CHALLENGE ▸
Please pull out every line in the records below that contains the word "wooden", and copy each of those lines in full.

DATASET EXCERPTS ▸
-- begin --

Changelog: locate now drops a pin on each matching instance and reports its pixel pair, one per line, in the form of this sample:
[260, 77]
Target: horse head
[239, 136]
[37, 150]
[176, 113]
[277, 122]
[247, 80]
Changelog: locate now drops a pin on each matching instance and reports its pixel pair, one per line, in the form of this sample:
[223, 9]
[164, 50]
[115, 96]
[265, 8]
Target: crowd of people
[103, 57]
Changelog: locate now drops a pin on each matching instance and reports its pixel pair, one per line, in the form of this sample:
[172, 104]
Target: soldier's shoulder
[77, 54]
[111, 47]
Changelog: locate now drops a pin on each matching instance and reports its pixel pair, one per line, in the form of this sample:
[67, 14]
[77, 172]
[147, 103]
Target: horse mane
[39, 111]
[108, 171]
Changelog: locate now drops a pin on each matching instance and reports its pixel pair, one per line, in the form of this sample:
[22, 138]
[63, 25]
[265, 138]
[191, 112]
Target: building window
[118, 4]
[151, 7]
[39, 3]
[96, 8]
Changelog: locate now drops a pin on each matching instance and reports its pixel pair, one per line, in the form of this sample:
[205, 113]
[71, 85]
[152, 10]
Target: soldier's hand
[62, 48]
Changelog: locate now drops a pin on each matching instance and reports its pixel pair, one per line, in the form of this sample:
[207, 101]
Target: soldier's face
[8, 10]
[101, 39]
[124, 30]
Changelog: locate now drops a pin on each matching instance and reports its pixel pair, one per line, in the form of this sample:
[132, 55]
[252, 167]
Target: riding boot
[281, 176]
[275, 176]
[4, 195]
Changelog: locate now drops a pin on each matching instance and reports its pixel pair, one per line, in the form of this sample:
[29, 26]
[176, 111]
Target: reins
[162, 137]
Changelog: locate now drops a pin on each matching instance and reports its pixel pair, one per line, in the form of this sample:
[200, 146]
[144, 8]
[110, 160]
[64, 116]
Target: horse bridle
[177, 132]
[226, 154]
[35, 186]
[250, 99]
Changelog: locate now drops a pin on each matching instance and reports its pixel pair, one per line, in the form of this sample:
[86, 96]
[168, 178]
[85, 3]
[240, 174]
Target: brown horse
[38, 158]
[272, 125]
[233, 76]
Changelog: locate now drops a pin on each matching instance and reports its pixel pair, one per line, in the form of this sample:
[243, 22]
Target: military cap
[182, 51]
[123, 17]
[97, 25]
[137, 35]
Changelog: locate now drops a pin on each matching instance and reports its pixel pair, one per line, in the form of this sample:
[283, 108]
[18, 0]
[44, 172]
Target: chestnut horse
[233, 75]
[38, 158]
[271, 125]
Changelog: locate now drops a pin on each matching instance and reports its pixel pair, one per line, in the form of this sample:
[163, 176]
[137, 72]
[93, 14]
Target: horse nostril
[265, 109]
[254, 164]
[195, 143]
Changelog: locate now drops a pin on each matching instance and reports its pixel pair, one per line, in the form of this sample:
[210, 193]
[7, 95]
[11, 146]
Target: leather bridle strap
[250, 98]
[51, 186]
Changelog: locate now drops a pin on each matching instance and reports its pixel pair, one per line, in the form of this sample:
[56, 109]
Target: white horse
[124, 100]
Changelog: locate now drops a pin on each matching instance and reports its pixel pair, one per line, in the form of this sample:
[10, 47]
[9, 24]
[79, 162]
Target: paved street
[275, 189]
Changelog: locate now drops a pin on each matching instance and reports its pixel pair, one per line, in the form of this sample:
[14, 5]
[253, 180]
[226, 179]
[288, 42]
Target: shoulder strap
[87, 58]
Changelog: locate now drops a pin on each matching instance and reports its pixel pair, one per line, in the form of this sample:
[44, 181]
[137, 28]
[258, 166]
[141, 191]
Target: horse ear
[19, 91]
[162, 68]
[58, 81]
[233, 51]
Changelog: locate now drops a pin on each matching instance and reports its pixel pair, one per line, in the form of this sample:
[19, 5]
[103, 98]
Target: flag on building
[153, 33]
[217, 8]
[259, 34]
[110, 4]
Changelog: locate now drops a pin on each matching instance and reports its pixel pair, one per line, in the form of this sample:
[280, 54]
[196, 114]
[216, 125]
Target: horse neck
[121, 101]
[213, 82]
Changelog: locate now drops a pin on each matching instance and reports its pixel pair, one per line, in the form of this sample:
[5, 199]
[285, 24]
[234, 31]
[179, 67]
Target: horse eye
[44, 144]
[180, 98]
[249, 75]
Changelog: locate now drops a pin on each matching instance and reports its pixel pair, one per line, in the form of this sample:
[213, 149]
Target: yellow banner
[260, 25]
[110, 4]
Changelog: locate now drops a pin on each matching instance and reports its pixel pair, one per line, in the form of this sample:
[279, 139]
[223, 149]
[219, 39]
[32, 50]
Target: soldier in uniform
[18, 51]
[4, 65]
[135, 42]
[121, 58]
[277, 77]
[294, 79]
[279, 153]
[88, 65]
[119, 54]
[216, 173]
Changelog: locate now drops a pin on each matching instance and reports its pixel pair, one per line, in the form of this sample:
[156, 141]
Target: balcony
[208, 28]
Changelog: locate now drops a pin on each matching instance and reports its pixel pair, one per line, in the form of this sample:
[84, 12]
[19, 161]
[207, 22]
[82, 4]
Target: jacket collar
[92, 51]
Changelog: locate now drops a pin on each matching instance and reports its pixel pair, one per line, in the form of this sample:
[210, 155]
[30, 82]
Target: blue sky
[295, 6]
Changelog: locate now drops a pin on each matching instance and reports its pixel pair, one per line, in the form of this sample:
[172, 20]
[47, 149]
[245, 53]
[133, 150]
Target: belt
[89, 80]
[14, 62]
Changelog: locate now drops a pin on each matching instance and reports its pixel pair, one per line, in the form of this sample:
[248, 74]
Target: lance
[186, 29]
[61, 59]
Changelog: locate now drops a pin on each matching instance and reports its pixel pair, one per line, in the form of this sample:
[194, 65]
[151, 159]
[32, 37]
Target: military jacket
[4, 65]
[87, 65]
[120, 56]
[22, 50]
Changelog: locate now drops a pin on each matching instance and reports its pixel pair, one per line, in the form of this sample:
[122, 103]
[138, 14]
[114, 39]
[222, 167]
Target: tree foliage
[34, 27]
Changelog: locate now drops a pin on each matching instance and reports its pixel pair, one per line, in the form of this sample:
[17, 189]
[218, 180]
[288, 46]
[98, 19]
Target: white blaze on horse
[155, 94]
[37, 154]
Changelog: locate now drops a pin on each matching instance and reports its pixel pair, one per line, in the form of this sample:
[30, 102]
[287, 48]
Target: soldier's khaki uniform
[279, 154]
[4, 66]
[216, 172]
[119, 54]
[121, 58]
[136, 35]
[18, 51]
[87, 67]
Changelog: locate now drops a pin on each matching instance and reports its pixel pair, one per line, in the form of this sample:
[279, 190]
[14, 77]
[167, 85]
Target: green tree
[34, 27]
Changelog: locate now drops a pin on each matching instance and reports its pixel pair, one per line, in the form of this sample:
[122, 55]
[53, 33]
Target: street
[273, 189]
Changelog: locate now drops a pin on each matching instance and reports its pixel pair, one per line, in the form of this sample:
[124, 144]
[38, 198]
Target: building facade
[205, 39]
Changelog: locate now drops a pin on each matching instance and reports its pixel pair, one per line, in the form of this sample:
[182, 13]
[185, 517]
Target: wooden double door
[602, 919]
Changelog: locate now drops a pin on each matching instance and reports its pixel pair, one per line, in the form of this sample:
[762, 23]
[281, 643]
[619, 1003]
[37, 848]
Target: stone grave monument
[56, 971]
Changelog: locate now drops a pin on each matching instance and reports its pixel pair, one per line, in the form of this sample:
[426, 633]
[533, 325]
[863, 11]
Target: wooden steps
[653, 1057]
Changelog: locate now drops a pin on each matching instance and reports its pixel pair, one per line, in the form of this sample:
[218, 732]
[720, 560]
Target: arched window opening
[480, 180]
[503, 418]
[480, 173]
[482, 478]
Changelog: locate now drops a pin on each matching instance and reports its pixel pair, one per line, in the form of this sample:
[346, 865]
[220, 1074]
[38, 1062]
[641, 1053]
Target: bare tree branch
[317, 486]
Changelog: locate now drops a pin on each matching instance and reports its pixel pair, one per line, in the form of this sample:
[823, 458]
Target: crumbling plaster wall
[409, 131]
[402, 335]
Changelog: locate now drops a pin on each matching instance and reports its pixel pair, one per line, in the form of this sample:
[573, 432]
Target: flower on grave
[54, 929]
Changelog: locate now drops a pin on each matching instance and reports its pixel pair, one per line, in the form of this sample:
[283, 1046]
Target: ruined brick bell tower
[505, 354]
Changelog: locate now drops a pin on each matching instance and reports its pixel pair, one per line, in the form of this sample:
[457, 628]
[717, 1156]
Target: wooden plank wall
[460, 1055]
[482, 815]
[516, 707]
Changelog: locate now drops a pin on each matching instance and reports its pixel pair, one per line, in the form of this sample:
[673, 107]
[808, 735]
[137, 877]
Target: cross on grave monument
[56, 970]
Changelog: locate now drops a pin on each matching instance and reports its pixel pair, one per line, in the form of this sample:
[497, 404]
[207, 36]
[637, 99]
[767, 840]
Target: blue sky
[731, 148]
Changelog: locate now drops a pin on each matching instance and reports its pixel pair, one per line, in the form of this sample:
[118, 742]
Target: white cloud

-- end --

WRITTEN RESPONSE ▸
Target: wooden double door
Target: wooden steps
Target: wooden plank wall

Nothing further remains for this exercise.